Stored entries
-.-.-
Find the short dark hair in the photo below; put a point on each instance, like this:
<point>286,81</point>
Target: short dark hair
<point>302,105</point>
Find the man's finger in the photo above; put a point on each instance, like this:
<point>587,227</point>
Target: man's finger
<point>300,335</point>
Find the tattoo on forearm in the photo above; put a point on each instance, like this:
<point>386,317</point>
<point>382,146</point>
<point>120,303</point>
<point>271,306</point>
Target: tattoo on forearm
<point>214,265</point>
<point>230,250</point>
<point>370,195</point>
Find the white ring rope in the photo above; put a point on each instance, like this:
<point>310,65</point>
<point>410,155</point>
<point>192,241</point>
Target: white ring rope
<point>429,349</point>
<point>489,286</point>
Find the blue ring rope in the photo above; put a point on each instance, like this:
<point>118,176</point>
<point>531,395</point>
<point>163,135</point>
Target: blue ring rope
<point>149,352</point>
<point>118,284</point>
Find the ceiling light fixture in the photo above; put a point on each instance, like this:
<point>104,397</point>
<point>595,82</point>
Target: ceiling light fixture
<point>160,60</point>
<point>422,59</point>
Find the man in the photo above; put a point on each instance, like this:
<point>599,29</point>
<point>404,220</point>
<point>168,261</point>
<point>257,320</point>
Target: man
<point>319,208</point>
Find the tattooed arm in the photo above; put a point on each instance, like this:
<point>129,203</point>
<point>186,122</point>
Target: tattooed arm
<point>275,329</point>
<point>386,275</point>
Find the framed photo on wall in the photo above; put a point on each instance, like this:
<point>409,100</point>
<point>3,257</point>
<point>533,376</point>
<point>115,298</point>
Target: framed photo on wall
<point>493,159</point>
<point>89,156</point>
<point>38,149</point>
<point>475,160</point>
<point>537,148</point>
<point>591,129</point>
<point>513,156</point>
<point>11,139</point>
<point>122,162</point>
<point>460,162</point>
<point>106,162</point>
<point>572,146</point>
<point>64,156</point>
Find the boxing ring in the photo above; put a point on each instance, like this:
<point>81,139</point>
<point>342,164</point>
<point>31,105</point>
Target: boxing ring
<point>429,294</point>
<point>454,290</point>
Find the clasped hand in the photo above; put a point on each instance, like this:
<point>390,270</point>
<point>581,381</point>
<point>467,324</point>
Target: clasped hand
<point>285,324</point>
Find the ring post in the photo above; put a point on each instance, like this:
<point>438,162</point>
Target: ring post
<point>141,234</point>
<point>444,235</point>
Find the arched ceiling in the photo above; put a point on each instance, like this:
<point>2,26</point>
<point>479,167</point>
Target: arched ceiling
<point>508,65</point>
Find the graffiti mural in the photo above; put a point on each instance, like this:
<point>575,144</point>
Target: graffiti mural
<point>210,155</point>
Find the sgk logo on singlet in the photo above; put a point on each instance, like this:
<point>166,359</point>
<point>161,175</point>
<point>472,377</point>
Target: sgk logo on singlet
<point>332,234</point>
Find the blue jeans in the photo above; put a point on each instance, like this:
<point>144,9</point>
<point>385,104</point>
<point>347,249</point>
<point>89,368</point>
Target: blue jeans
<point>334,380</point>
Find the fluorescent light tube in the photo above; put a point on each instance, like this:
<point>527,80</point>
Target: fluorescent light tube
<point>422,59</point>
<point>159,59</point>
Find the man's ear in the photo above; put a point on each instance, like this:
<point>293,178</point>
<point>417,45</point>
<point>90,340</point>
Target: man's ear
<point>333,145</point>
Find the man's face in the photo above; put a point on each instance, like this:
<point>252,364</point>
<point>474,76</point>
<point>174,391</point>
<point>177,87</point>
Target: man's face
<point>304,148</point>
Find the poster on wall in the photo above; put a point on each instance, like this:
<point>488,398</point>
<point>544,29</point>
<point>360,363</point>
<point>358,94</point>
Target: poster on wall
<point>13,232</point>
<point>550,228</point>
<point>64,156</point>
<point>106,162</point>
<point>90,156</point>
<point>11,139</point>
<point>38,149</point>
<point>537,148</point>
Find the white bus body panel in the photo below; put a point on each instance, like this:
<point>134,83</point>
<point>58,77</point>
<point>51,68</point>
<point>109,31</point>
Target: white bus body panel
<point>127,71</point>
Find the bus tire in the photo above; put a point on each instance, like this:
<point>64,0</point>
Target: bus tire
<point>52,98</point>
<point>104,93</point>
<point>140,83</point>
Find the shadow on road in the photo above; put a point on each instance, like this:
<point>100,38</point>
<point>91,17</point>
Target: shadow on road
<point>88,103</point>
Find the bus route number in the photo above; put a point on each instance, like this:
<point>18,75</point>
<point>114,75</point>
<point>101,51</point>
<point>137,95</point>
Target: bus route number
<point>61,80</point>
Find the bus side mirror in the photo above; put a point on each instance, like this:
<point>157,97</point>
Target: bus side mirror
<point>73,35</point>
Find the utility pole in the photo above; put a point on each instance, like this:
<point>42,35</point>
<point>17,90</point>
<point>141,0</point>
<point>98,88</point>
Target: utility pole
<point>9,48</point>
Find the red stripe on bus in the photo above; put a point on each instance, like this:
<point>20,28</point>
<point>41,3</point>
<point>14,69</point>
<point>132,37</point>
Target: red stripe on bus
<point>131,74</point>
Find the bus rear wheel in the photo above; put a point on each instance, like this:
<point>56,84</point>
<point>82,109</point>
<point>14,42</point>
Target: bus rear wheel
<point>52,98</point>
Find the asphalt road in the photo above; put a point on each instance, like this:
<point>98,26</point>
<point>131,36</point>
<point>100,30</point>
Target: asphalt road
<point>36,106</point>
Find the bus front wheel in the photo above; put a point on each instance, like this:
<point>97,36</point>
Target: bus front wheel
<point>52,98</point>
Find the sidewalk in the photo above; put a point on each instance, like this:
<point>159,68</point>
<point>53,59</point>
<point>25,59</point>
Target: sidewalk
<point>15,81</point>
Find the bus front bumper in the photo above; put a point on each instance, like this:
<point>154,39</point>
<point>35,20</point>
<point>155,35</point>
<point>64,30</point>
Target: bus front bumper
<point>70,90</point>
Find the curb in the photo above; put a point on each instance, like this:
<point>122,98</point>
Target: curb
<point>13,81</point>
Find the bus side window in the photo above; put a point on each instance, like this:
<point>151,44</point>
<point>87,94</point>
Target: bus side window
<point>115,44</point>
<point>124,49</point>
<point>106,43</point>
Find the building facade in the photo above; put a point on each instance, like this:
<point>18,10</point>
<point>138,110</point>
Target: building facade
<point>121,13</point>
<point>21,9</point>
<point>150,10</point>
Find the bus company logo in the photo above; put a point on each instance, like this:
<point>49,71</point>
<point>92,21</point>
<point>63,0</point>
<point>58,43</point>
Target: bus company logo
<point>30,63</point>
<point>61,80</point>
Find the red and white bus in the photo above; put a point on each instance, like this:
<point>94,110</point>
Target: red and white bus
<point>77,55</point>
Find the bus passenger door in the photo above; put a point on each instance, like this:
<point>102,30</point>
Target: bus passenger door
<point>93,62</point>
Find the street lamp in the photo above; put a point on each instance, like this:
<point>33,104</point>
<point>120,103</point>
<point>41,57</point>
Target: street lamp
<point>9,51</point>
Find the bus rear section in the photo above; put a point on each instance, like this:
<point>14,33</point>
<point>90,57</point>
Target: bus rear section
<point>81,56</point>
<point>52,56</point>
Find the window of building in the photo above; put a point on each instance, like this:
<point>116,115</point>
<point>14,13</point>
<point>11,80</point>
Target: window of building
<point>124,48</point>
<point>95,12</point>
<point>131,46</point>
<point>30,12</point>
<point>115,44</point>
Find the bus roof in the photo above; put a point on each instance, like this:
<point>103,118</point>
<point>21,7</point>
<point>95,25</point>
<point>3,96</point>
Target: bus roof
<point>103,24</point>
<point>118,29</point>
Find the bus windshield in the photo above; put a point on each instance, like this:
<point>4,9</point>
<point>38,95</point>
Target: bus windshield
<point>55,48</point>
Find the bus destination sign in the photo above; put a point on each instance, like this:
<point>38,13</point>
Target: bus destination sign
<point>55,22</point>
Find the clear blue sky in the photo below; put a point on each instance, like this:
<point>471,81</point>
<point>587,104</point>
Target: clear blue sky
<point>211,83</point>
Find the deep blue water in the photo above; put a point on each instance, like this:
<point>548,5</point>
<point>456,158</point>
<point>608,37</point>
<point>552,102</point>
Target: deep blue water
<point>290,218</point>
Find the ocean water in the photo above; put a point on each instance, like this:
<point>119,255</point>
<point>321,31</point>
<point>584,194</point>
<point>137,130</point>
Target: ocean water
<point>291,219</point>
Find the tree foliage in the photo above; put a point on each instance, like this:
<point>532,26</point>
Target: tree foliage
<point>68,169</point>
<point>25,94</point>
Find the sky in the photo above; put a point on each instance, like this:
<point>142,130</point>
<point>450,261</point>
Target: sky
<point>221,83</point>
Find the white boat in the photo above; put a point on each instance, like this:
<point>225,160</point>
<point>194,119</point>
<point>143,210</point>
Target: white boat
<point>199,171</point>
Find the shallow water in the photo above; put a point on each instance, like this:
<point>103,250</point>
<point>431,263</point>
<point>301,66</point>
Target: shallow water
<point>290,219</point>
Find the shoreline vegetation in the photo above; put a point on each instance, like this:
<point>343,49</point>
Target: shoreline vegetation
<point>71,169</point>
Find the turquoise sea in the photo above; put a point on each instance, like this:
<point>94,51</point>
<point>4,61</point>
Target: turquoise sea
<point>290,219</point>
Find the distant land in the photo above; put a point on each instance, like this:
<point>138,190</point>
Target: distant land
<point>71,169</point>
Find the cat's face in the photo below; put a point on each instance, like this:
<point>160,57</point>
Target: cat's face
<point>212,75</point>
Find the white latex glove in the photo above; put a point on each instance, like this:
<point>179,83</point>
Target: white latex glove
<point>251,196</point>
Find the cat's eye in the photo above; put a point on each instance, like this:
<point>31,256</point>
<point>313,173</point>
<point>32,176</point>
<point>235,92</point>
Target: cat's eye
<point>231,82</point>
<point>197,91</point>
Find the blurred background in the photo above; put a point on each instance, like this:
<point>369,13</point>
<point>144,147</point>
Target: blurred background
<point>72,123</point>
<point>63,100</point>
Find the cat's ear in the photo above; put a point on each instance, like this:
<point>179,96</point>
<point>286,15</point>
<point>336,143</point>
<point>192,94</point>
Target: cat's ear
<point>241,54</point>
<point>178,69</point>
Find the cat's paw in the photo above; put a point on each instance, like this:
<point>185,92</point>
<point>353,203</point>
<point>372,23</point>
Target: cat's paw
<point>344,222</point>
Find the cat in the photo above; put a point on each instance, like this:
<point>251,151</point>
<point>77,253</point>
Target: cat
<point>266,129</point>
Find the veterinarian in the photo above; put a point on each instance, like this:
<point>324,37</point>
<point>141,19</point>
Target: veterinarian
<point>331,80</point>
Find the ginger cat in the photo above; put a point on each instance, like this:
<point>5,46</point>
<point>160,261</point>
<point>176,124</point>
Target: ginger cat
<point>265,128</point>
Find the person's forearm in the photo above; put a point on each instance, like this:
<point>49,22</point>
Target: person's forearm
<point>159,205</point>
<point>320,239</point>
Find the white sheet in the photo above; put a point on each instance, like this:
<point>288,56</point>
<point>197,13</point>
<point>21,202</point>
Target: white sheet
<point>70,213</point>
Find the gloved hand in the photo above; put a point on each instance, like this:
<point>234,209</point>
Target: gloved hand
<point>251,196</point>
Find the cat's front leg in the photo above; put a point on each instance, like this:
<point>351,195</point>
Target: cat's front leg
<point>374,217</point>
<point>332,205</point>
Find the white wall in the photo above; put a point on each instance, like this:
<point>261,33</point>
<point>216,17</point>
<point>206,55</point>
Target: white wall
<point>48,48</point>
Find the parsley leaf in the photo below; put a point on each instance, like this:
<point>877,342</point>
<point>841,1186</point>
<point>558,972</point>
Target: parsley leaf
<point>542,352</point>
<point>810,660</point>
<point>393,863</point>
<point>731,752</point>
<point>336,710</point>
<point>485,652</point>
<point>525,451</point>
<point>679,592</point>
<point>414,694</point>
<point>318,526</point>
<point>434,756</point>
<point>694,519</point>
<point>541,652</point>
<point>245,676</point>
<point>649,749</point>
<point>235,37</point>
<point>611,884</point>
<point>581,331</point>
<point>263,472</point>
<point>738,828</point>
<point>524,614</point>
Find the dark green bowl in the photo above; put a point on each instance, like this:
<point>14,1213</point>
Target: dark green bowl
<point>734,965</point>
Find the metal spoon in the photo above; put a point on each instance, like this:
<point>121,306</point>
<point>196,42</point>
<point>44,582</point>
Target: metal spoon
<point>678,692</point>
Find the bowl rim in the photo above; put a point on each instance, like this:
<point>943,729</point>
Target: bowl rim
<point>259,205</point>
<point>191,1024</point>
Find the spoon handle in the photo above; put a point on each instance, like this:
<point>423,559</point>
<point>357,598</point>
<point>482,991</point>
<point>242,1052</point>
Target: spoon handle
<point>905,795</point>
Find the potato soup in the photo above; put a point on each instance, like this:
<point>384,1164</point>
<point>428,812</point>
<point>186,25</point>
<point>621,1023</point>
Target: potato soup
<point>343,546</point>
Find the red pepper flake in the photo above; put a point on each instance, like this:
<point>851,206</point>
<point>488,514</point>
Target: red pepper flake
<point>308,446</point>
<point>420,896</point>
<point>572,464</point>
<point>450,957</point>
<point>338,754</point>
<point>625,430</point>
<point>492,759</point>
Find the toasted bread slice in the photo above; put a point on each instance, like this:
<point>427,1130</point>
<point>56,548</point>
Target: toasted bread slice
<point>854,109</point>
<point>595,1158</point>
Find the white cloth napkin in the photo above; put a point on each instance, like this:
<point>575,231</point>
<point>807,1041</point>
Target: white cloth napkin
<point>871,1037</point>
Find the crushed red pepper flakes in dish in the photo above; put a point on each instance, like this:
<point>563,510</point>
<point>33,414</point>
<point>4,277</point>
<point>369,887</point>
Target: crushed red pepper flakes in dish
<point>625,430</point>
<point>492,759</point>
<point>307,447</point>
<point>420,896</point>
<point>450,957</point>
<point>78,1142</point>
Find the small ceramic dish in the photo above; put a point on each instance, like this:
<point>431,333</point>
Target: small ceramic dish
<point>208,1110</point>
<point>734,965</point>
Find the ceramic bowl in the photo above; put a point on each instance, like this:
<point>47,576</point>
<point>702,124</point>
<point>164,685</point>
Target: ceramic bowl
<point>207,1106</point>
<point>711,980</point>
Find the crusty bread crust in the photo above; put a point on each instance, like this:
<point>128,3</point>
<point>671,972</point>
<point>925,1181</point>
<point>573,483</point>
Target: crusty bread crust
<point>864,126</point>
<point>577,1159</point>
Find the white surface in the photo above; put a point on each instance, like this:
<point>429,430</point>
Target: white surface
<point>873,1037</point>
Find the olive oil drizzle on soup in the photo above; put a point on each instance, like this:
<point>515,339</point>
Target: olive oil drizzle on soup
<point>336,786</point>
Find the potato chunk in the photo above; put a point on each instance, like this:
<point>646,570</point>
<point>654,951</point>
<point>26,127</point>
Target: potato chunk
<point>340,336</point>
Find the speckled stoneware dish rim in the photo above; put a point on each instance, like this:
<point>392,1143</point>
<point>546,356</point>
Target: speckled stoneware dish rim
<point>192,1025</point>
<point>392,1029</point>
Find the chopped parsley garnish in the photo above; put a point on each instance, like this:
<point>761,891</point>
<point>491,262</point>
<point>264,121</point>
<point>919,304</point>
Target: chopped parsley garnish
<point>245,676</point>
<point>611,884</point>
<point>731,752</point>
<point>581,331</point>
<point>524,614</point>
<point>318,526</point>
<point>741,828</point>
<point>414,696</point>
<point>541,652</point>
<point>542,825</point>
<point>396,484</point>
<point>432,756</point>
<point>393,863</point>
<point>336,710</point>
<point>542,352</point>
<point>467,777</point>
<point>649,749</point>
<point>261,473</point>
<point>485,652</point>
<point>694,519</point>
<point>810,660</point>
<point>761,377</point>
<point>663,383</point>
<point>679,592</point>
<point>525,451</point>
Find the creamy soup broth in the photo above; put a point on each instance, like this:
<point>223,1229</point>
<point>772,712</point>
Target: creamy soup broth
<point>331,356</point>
-.-.-
--- PROBLEM REQUIREMENTS ---
Lay out the lines of the listing above as a Markdown table with the columns Row and Line, from the line containing "Find the cat's ear" up to and including the line containing "<point>178,69</point>", leaving out any blank lines.

--- SOLUTION BELOW ---
| Row | Line |
|---|---|
| 1 | Find the cat's ear in the photo above; put a point on each instance, like this: |
| 2 | <point>179,96</point> |
| 3 | <point>286,15</point> |
| 4 | <point>336,143</point> |
| 5 | <point>192,94</point> |
| 6 | Target: cat's ear |
| 7 | <point>241,54</point> |
| 8 | <point>178,69</point> |